───── Dataset entries

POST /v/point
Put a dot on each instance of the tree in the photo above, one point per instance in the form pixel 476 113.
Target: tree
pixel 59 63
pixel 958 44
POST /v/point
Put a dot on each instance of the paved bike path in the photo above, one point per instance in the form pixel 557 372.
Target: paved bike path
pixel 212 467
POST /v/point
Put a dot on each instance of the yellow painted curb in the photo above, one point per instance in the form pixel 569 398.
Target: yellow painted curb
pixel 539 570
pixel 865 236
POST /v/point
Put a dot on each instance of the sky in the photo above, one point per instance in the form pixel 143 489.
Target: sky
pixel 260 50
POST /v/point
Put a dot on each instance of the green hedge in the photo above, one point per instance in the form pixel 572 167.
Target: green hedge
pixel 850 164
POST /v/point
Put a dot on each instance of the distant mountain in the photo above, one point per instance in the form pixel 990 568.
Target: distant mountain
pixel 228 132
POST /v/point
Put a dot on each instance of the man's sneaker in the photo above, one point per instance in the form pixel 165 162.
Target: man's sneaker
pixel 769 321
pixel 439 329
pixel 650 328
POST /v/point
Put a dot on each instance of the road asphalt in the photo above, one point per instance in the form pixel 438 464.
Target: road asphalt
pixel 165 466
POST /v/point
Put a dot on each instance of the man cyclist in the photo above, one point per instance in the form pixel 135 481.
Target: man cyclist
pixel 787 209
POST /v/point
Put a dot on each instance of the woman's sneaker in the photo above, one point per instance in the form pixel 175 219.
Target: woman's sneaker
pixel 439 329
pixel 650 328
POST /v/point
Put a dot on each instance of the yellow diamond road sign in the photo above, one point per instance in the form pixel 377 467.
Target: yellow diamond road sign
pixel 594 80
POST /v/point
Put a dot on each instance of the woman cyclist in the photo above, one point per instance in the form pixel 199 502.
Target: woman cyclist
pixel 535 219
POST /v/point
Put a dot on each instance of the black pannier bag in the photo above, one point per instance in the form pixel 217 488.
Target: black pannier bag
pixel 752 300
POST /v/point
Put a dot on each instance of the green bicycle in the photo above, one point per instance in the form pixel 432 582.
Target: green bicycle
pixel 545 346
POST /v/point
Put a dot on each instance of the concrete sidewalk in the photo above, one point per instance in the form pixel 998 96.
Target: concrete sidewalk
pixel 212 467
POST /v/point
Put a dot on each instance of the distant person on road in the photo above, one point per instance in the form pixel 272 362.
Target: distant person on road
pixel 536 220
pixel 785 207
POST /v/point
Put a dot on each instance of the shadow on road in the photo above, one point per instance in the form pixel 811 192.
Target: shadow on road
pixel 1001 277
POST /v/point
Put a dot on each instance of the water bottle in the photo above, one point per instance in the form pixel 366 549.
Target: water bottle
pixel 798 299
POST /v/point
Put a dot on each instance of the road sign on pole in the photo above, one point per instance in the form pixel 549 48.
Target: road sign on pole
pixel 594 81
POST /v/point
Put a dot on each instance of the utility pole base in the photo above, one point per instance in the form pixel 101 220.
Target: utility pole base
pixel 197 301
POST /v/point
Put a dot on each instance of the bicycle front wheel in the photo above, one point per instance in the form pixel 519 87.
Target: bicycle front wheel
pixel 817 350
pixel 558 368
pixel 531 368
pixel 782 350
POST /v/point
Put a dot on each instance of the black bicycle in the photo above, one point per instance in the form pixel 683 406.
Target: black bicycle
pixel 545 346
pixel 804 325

──────────

▶ Given task: Could you reproduce every record above exactly as it appears?

▶ Exercise result:
POST /v/point
Put a dot on each instance of the tree in the photo above, one point per instance in the form pixel 476 113.
Target: tree
pixel 59 63
pixel 958 44
POST /v/point
Put a dot on each instance of the paved bike path in the photo above, one point per instance in the form pixel 557 372.
Target: paved bike path
pixel 212 467
POST /v/point
Put a dot on each instance of the yellow painted curb in the photo above, one point per instance in the form pixel 569 398.
Target: yellow painted curb
pixel 539 570
pixel 865 236
POST /v/point
Put a dot on each instance of the sky in the photo above, one point per instance in the form pixel 143 489.
Target: sky
pixel 260 50
POST /v/point
Put a dot on each instance of the green hedge in the photo above, one point per instance in the form pixel 572 167.
Target: green hedge
pixel 850 164
POST /v/point
Put a dot on each instance of the distant mountain in the photo above, one point per instance in the form pixel 990 568.
Target: distant mountain
pixel 228 132
POST /v/point
Put a dot on each instance of the man's sneaker in the photo above, one point per instance in the form pixel 165 162.
Target: man's sneaker
pixel 769 321
pixel 439 329
pixel 650 328
POST /v/point
Put a dot on each instance of the road asphalt in the photo above, one point per instance in the form pixel 438 464.
Target: road asphalt
pixel 165 466
POST /v/point
Put a dot on each instance of the man cyclist in the photo above, one point per instance in the form pixel 135 481.
Target: man cyclist
pixel 787 209
POST /v/point
Put a dot on each instance of the woman's sneaker in the photo above, one point per instance in the form pixel 175 219.
Target: woman's sneaker
pixel 439 329
pixel 650 328
POST /v/point
Put a dot on each instance of the yellow diamond road sign in the photo above, one point per instance in the form pixel 377 467.
Target: yellow diamond road sign
pixel 594 80
POST /v/point
Put a dot on each instance of the woman cyclist in the photo above, one point per instance in the form pixel 199 502.
Target: woman cyclist
pixel 535 219
POST /v/point
Put a dot on each instance of the black pannier bag in the photo above, one point per instance in the form pixel 217 488.
Target: black pannier bag
pixel 752 300
POST /v/point
Put a dot on each instance of the green bicycle in the photo above, one point per instance in the form pixel 432 582.
Target: green bicycle
pixel 545 346
POST /v/point
Put a dot on each instance of the concrete sidewalk in the photo above, one point per instance in the form pixel 998 96.
Target: concrete sidewalk
pixel 212 467
POST /v/point
Put a dot on each instance of the distant person on road in the photo above, one point per instance in the form pixel 272 362.
Target: distant person on road
pixel 536 220
pixel 785 207
POST /v/point
Put a dot on each instance of the shadow on road in the photo above, one point per instance in the form pixel 811 192.
Target: shadow on road
pixel 1001 277
POST /v/point
Put a dot on each instance of the water bottle in the photo above, one point per instance in the form pixel 366 549.
Target: water bottle
pixel 798 299
POST /v/point
Put a dot on each instance of the road sign on pole in the photo above, one point per instance in the form pixel 549 48.
Target: road sign on pole
pixel 594 81
POST /v/point
Put a dot on each instance of the utility pole base in the photo above, one point per instance in the form pixel 101 220.
Target: utility pole base
pixel 197 301
POST /v/point
Put a dot on each instance of the bicycle front wheel in the photo above, one point per instance in the form pixel 519 87.
Target: bicycle front wheel
pixel 817 350
pixel 558 368
pixel 531 368
pixel 782 350
POST /v/point
Put a dot on each instance of the black bicycle in the photo above, one point per instance in the form pixel 683 406.
Target: black bicycle
pixel 545 346
pixel 804 325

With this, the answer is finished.